**SHORT PROBLEM 1**
In the survey of modern British and Irish literature, which work won the Booker Prize in 2005?
**SHORT PROBLEM 2**
Carry the survey of modern British and Irish literature forward from its final sentence, extending the section on poetry.

Margaret Drabble describes the complex lives of educated middle-class people in London in ‘The Middle Ground’. Margaret Drabble wrote about ‘Two Nations’ of an England cleft by regional gulfs and gross inequalities between rich and poor ( her work ‘The Radiant Way’).
Numerous feminist novelists took to Gothic, fairy tales, and fantasy as countereffects to rationality and logic narrative. The most gifted exponent of this kind of writing, which sought immediate access to the realm of the subconscious, was Angela Carter, whose exotic imagination unrolled most eerily and resplendently in her short-story collection ‘The Bloody Chamber and Other Stories’. Jeanette Winterson also wrote in this vein. Having established herself earlier in a realistic mode, Doris Lessing published a sequence of science fiction novels about issues of gender and colonialism.
Contemporary Irish novelists
Two significant contemporary Irish novelists are John Banville and Colm Toibin. John Banville writes detective novels (under the pseudonym of Benjamin Black); he has won numerous awards: ‘The Sea’ won the Booker Prize in 2005, he was awarded the Franz Kafka Prize in 2011. Colm Toibin is a novelist, essayist, playwright, journalist, and, most recently, poet.

    1. Poetry

Poetry, like fiction, shifted from traditional forms and moral pronouncements to experimental verse and new techniques. The leader of the new school was Thomas Sterns Eliot.

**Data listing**

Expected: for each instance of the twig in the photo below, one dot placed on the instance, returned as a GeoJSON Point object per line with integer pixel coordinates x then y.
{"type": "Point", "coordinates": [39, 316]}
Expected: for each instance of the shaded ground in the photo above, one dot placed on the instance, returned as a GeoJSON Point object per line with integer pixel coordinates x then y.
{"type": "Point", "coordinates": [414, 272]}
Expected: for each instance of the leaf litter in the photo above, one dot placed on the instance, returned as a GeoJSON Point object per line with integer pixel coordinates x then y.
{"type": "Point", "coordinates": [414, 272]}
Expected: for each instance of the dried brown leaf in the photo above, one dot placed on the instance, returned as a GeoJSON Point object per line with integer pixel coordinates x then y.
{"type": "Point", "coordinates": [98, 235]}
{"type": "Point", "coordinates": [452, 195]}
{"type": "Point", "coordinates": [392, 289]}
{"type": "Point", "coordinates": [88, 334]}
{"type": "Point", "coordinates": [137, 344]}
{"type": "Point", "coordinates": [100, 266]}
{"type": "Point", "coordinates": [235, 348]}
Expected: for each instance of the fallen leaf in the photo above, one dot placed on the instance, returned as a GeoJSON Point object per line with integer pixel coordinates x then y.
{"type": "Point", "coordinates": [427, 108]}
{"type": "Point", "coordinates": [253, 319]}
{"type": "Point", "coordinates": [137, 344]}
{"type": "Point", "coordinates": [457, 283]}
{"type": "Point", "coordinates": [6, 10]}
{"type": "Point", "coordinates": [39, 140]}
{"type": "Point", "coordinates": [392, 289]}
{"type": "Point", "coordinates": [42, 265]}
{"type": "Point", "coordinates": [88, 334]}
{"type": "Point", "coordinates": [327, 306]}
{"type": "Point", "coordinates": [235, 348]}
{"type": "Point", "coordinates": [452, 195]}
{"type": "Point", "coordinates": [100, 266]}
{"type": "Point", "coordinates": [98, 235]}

**ANSWER 1**
John Banville's 'The Sea' won the Booker Prize in 2005.

**ANSWER 2**
The group of young poets, ‘yea-sayers’ poets, viewed the world with clearer eyes. They had hope but little optimism. Each of them experimented with rhyme, rhythm, imagery, language, symbolism, and allusion. The result was an uneven poetry that represented the unevenness of life. The representatives are: Stephen Spender, Cecil Day-Lewis, Louis MacNeice, Wystan Hugh Auden.
Another group of poets, the stream-of-consciousness poets, sought to escape from the world of ideas and problems. William Empson, Dylan Thomas found their inner chaos best expressed in ambiguity and they represented the world through the confused, the irrelevant, and the inexact. Theirs was a literature filled with vivid imagery. Robert Graves advocated ‘pure’ impersonal poetry.
Another literary movement in 1960s and 1970s was The British Poetry Revival movement – a wide-reaching collection of groupings that embraces performance, sound and concrete poetry. Leading poets associated with this movement include Jeremy Halvard Prynne, Eric Mottram, Denise Riley, Lee Harwood.